EXCERPTED PASSAGE:
···
2018 ESA Annual Meeting (August 5 -- 10)

COS 56-8 - Predator-prey interactions in a warming world will depend on predator foraging strategy and thermal performance

Wednesday, August 8, 2018: 10:30 AM
340-341, New Orleans Ernest N. Morial Convention Center
Laura Twardochleb, Fisheries and Wildlife, Michigan State University, East Lansing, MI, Tyler Treakle, College of William & Mary and Phoebe Zarnetske, Department of Integrative Biology, Michigan State University, East Lansing, MI
Background/Question/Methods

Climate warming is predicted to increase surface water temperatures in the Midwestern United States by as much as 5°C over the next century. Such rises in temperature will have direct effects on species’ physiology, and indirect effects on species interactions that may scale up to alter populations and food webs. In particular, warming is expected to increase predator-prey interaction strengths of ectothermic organisms by increasing their metabolism, movement, and the frequency of encounters between predators and prey. However, the degree to which warming will influence predator-prey interactions will likely depend on the predator’s foraging strategy, predator and prey movement, and thermal performance. Warming may disproportionately increase prey consumption rates of active predators that can move more rapidly at high temperatures to increase their encounters with prey; whereas sit-and- wait predators may not increase prey consumption as much with warming, because prey movements determine their encounter rates. We used laboratory experiments to quantify the effects of temperature on predator-prey interactions of freshwater insects with different foraging strategies: active predators, Notonecta backswimmer larvae, and sit-and- wait predators, Enallagma damselfly larvae, interacting with active prey Daphnia zooplankton. We quantified predator-prey interaction strengths as the predator’s functional response to prey across a temperature range of 10-35°C. We analyzed video recordings of these experiments to quantify how predator-prey movement and foraging behaviors of prey encounters and attack rates vary with temperature.

Results/Conclusions

We demonstrate that predator-prey interaction strengths increase with warming for both the active and sit-and- wait predator. However, the active predator increases its encounter and attack rates more with warming compared to the sit-and- wait predator. Predator-prey movement also increases with temperature, but the form of the temperature response differs between active and sit-and- wait predators, and explains why attack rates increased more with warming for the active predator. Surprisingly, we found that predator consumption strategy also influences interaction strengths, whereby the sit-and-wait predator increases its prey handling rate more with warming than the active predator, due to its ability to more rapidly engulf prey. Our research demonstrates that foraging and consumption strategies influence predator-prey interactions with rising temperatures, and should be accounted for when forecasting how climate warming will alter food webs. Further study of these traits may improve predictions of which species will be “winners and losers” of climate change.
···
INFORMATION SUPPLIED:
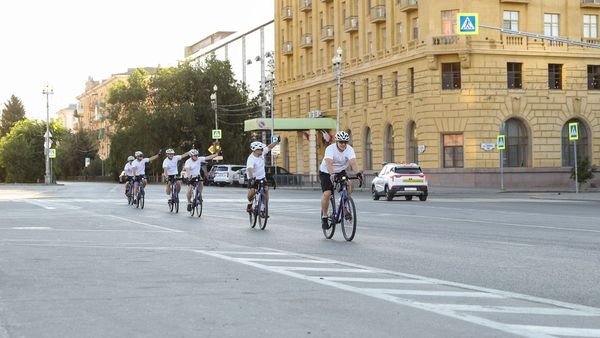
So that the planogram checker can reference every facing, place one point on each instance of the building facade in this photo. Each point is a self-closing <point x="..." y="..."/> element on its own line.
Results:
<point x="413" y="89"/>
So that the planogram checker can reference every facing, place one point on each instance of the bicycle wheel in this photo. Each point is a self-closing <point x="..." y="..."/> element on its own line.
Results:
<point x="254" y="213"/>
<point x="331" y="218"/>
<point x="199" y="203"/>
<point x="349" y="219"/>
<point x="141" y="199"/>
<point x="263" y="214"/>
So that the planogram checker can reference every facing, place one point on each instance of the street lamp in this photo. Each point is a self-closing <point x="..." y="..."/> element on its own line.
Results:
<point x="213" y="101"/>
<point x="336" y="63"/>
<point x="270" y="88"/>
<point x="47" y="177"/>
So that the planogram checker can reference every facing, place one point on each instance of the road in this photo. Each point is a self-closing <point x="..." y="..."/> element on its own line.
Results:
<point x="76" y="261"/>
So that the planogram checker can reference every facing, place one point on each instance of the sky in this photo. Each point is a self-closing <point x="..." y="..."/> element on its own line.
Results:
<point x="61" y="43"/>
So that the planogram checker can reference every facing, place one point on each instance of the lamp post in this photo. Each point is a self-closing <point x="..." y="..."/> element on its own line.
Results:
<point x="336" y="63"/>
<point x="270" y="87"/>
<point x="213" y="101"/>
<point x="47" y="177"/>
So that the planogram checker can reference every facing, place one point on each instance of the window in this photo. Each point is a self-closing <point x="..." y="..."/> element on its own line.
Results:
<point x="449" y="22"/>
<point x="510" y="20"/>
<point x="554" y="76"/>
<point x="411" y="80"/>
<point x="451" y="75"/>
<point x="368" y="160"/>
<point x="388" y="150"/>
<point x="412" y="149"/>
<point x="453" y="151"/>
<point x="568" y="153"/>
<point x="514" y="75"/>
<point x="590" y="26"/>
<point x="516" y="144"/>
<point x="415" y="28"/>
<point x="593" y="77"/>
<point x="551" y="24"/>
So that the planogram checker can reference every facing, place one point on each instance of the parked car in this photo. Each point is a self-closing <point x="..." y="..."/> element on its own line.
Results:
<point x="400" y="179"/>
<point x="223" y="173"/>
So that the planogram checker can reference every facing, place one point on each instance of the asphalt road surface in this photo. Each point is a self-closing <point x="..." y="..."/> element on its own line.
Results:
<point x="77" y="261"/>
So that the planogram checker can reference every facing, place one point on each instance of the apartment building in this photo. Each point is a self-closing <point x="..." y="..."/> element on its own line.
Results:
<point x="412" y="89"/>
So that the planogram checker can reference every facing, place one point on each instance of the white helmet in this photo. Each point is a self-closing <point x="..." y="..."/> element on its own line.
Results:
<point x="257" y="145"/>
<point x="342" y="136"/>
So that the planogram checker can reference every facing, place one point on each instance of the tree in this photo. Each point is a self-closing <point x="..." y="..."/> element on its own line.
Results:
<point x="584" y="170"/>
<point x="12" y="112"/>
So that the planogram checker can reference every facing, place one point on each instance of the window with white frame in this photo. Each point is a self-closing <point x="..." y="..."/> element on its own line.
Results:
<point x="551" y="26"/>
<point x="590" y="26"/>
<point x="510" y="20"/>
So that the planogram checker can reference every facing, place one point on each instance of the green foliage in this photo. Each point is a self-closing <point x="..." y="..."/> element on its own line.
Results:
<point x="584" y="170"/>
<point x="12" y="112"/>
<point x="172" y="109"/>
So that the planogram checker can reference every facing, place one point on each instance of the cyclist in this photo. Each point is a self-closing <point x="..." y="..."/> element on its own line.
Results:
<point x="255" y="169"/>
<point x="128" y="173"/>
<point x="338" y="157"/>
<point x="170" y="169"/>
<point x="139" y="169"/>
<point x="192" y="169"/>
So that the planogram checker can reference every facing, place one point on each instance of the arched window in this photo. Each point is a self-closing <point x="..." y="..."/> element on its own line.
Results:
<point x="388" y="145"/>
<point x="412" y="151"/>
<point x="517" y="144"/>
<point x="568" y="159"/>
<point x="368" y="153"/>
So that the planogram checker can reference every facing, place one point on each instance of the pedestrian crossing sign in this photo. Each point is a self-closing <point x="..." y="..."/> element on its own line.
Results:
<point x="573" y="131"/>
<point x="467" y="23"/>
<point x="501" y="145"/>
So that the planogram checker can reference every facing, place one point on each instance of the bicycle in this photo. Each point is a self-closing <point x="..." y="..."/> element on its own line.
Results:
<point x="196" y="196"/>
<point x="260" y="207"/>
<point x="138" y="200"/>
<point x="129" y="188"/>
<point x="174" y="200"/>
<point x="344" y="213"/>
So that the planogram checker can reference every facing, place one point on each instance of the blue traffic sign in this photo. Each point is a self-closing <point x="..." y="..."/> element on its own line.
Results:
<point x="467" y="23"/>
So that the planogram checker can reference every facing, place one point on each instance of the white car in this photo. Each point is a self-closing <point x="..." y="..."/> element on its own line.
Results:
<point x="400" y="179"/>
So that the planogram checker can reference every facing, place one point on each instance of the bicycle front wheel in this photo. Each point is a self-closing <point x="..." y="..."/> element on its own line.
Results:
<point x="263" y="213"/>
<point x="349" y="219"/>
<point x="331" y="219"/>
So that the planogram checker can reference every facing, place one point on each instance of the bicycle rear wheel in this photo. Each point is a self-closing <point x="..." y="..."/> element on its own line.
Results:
<point x="199" y="203"/>
<point x="349" y="219"/>
<point x="263" y="212"/>
<point x="331" y="218"/>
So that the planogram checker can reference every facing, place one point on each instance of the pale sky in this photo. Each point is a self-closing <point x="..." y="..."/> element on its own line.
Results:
<point x="61" y="43"/>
···
ABOUT THIS TASK: Using the abstract on predator-prey interactions in a warming world, decide whether each statement agrees with it, answering yes or no and quoting the words of the abstract that decide it: (a) the sit-and-wait predator raised its prey handling rate more with warming than the active predator did; (b) the experiments spanned temperatures from 5 to 35°C; (c) the prey in the experiments were Notonecta backswimmer larvae.

RESULT:
(a) Yes: "the sit-and-wait predator increases its prey handling rate more with warming than the active predator"
(b) No: "across a temperature range of 10-35°C"
(c) No: "interacting with active prey Daphnia zooplankton"